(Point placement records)
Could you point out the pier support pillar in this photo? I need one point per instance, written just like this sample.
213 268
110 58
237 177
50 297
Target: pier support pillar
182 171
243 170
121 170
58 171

*EXERCISE TASK*. Can you reproduce all the material exactly?

*RESULT*.
Could you point out the pier support pillar in this photo? I need one point per instance, written just like this sample.
213 268
110 58
237 177
50 297
Target: pier support pillar
182 171
243 170
121 170
58 171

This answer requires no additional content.